## INPUT
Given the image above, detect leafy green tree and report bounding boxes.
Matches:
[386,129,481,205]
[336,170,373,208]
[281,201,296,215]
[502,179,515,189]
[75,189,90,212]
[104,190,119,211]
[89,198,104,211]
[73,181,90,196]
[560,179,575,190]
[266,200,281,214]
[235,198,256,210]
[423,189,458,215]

## EXERCISE DETAILS
Please gather each line in the items above that contains the word "green", and copy those lines in full.

## FULL RESPONSE
Given the image above, detect leafy green tree and report bounding boxes.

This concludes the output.